Исходный отрывок:
┌────────
Однако и это еще не все. Если мы хотим оставить военный коммунизм в прошлом, если хотим преодолеть его и заменить новой, экономической организацией жизни, то лучше поскорее признать: безнадежно устарели не только методы, вызывающие и подстегивающие энтузиазм, но и сам военно-коммунистический энтузиазм. Он неэффективен, нерентабелен, он прикован истори­ческой цепью к слову «больше» и отделен исторической пропастью от слова «лучше», он растворяет «я» в «мы», творчество подменяет репродукцией, тиражированием достигнутых кем-то и где-то ко­личественных (не качественных) образцов, именуемых распро­странением передового опыта. Грустно? Да, грустно. Но такая уж у человечества судьба: грустить, расставаясь с прошлым, а не оставаться в нем, чтобы не грустить. Поэтому оно, человечество, продвигается вперед. Поэтому сохраняет память о том, что было. Неужели и в этом отношении нам надо быть ни на кого не похо­жими?

Но я, кажется, ушел от вопроса, который сам поставил. Ведь выдуманные враги могут вызвать у меня трудовой порыв только в том случае, если я поверю, что они враги невыдуманные. Поэто­му снова и снова: почему людей удалось обмануть? И снова и снова: потому и только потому, что они готовы были обмануться.

Не все. Но тех, кто был готов, оказалось достаточно. И, как это ни покажется странным, подготовил их нэп: при военном коммунизме первого издания их не было, вернее, они еще не определились, не осознали до конца, кто они и чего хотят. Война и продразверстка всех выровняли: зажиточного и бедняка, трудо­любивого и лодыря, квалифицированного и мало что умеющего. Нэп восстановил различия. Это не могло нравиться ни городским рабочим, с неудовольствием посматривавшим на недоступные им частные рестораны, ни деревенской бедноте, которая землю полу­чила, но к экономическим методам хозяйствования приспособить­ся не могла и попадала в зависимость от своих энергичных и удачливых соседей. Говоря иначе, именно при нэпе в городе и деревне образовались большие группы людей, которые могли чув­ствовать себя обделенными революцией и в ком усиливалась поэ­тому неприязнь к тем, кого нэп экономически поднимал вверх. Так что слово «враг» не надо было выдумывать, оно витало в воздухе, у многих было уже на языке, его оставалось лишь произ­нести вслух.

И оно было произнесено. В высших эшелонах политической власти не могло не найтись людей, которые не поняли бы рано или поздно, какое это удобное слово. Ведь если кто-то внизу чем-то недоволен, если он склонен винить во всем не себя и не власть, а соседа, то почему бы не пойти ему навстречу? Это же так просто: все, что хорошо, добыто режимом, все, что плохо, - «происки врагов».
└────────
Исходные данные:
┌────────
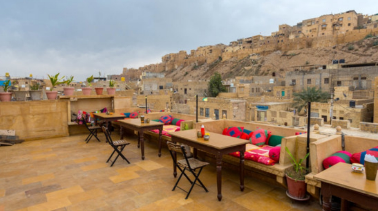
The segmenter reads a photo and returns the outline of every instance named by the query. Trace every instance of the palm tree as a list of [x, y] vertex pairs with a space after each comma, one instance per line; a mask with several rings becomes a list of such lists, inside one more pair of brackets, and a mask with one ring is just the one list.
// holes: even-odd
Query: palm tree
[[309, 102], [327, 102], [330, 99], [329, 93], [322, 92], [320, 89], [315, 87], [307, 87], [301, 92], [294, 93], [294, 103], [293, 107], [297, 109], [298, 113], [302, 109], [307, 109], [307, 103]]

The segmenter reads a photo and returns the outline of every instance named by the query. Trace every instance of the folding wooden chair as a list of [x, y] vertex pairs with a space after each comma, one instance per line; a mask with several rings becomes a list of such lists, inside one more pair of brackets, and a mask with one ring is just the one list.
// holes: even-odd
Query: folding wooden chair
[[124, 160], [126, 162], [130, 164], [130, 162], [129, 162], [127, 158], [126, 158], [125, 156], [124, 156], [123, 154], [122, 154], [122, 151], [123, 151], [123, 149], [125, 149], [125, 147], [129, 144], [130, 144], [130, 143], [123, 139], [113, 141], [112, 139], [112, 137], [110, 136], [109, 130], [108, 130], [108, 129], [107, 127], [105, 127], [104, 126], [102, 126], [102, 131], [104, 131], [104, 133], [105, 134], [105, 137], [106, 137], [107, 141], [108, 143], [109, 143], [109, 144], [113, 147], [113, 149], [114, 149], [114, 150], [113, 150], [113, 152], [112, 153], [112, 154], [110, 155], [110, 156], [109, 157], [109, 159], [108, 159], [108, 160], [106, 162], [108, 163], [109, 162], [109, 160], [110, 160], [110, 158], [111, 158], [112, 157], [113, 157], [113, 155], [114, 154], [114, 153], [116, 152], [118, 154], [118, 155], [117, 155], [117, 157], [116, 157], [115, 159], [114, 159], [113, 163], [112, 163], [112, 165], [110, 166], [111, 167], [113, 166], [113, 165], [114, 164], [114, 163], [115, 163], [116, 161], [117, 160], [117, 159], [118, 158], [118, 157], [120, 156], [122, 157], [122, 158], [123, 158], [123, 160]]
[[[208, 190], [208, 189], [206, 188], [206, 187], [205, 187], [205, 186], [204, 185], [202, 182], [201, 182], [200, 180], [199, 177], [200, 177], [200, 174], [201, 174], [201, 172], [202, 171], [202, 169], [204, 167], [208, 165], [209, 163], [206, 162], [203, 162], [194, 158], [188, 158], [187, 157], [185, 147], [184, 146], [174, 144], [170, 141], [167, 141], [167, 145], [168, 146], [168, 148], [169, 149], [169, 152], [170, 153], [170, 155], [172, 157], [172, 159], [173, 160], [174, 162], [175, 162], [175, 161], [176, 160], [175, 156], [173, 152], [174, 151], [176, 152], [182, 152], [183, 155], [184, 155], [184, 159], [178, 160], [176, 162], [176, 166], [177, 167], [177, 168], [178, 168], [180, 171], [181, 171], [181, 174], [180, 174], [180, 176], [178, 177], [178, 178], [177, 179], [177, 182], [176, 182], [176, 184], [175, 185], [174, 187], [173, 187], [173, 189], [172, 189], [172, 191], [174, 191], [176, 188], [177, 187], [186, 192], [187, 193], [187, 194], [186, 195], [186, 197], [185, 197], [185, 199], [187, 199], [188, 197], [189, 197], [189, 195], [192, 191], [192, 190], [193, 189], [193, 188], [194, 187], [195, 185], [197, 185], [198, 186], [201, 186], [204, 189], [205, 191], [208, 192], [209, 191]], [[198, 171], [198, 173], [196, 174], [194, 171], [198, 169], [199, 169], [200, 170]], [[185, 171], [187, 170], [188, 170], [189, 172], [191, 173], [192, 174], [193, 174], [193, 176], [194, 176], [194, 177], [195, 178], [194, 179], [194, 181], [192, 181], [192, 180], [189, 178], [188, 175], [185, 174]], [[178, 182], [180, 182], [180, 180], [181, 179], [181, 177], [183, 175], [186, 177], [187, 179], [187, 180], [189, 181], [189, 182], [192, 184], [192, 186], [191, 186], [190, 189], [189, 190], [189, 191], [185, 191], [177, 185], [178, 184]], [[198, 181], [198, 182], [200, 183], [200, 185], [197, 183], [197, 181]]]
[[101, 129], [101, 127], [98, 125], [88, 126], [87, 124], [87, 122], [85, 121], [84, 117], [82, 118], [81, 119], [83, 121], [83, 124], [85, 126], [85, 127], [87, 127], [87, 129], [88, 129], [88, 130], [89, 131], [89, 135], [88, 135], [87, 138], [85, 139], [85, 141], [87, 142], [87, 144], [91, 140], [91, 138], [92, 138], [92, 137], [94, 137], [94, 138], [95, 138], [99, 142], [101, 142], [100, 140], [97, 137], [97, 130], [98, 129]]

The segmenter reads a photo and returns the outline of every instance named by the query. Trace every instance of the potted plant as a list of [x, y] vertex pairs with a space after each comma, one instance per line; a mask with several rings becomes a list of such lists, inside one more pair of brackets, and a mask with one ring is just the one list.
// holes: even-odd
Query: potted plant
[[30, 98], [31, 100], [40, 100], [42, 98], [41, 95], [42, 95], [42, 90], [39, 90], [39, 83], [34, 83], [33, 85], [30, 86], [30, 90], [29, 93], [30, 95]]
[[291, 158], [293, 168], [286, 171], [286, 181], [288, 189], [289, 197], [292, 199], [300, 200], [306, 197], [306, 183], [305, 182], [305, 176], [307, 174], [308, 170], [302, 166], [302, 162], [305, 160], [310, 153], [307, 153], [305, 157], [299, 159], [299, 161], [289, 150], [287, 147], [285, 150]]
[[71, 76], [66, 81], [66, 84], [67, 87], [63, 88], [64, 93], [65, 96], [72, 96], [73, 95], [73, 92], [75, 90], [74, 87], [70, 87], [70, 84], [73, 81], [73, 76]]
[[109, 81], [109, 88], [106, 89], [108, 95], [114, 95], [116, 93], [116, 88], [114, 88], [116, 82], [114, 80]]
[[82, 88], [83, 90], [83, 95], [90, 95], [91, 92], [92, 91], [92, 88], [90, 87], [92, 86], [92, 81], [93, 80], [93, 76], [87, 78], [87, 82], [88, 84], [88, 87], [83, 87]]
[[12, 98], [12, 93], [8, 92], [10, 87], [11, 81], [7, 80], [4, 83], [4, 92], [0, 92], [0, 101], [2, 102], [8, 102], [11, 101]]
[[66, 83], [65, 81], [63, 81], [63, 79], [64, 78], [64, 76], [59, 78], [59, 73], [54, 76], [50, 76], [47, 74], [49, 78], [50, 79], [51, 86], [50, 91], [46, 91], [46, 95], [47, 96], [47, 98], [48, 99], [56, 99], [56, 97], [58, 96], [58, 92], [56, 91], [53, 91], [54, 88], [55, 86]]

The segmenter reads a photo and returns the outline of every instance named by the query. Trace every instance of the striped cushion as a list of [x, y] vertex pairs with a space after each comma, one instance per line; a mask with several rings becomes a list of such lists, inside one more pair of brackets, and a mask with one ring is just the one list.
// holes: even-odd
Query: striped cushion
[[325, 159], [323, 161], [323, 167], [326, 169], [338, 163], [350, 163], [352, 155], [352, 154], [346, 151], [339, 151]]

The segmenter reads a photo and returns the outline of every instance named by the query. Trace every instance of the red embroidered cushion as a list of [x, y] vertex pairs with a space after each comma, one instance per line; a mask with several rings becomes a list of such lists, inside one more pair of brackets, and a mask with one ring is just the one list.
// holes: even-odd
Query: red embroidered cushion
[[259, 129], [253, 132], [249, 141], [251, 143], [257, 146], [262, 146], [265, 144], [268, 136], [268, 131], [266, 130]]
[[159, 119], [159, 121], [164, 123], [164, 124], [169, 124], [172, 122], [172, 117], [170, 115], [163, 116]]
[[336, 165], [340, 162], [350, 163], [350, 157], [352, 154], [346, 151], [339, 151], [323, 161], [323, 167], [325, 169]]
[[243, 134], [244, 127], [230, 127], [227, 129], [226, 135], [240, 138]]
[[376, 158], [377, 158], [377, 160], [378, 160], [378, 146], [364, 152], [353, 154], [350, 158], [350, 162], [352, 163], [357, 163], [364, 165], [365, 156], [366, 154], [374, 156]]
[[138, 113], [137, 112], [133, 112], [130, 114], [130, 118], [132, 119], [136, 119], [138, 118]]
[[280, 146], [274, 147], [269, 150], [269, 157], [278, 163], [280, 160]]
└────────
Задание:
Замените в отрывке о нэпе "трудовой порыв" на "трудовой подъем" и приведите фрагмент, начиная со слов "Но я, кажется, ушел" и заканчивая словами "готовы были обмануться.".

Ответ на задание:
Но я, кажется, ушел от вопроса, который сам поставил. Ведь выдуманные враги могут вызвать у меня трудовой подъем только в том случае, если я поверю, что они враги невыдуманные. Поэто­му снова и снова: почему людей удалось обмануть? И снова и снова: потому и только потому, что они готовы были обмануться.